THE INPUT:
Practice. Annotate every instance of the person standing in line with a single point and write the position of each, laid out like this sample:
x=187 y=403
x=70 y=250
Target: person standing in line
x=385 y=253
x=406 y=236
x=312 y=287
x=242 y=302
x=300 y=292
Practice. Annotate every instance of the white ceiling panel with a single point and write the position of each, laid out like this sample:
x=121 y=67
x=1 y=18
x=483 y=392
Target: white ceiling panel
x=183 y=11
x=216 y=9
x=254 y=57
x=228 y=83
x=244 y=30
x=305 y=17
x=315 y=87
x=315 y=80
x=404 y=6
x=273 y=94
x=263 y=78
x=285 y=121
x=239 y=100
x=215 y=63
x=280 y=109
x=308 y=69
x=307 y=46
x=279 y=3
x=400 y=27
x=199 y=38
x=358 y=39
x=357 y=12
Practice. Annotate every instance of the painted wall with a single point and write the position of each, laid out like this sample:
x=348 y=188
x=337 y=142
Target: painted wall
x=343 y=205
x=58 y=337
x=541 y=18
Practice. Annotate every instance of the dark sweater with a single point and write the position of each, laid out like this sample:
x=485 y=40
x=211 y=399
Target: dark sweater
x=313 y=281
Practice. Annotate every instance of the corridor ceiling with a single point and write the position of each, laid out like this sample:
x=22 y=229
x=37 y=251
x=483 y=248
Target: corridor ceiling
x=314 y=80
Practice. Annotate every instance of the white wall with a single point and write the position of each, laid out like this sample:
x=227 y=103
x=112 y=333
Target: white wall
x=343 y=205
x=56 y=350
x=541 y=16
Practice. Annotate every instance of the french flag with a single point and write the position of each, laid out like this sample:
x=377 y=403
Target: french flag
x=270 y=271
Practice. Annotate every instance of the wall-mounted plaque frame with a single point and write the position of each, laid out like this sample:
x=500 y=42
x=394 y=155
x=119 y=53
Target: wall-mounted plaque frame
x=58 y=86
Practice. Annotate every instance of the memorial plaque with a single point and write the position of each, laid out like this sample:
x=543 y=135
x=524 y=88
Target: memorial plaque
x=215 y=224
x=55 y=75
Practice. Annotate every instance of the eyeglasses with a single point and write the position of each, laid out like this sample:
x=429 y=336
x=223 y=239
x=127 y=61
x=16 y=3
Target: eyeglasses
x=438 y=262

THE REQUEST: Rewrite the data from the line containing "Practice. Annotate every instance of the french" through the end of the data, inclusive, replacing "single point" with "one point" and leaving everything else unchanged. Give only those lines.

REPLY:
Practice. Annotate every instance of the french flag with a one point and write the position of each, laid out like this sample:
x=377 y=403
Target: french flag
x=270 y=271
Practice. Annotate every instance of the wall-mounted plaque frame with a one point and write the position of each, laid out like this sample:
x=500 y=42
x=394 y=155
x=119 y=53
Target: wall-mounted plaque frame
x=58 y=86
Practice. Annotate every instance of the memorial plaque with a one point and write the position of each, laid out like this sample:
x=543 y=135
x=524 y=88
Target: memorial plaque
x=215 y=224
x=55 y=75
Practice. Annotate every instance of the eyeglasses with a one point and write the position of each, laid out like this sample:
x=429 y=336
x=223 y=239
x=127 y=61
x=16 y=3
Target: eyeglasses
x=438 y=262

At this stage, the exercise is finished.